[EXERCISE MATERIALS — start]
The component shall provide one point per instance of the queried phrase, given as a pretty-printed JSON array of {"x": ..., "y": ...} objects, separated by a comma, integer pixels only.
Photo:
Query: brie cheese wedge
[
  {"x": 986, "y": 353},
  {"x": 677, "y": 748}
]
[EXERCISE MATERIALS — finish]
> _DIRECTIONS FOR THIS TASK_:
Word for word, write out each entry shown above.

> _SOLUTION TO THIS TASK_:
The component shall provide one point per instance of the queried phrase, given as a pretty-printed JSON array of {"x": ..., "y": ...} objects, separated by a comma, integer pixels only.
Photo:
Query: brie cheese wedge
[
  {"x": 986, "y": 353},
  {"x": 677, "y": 748}
]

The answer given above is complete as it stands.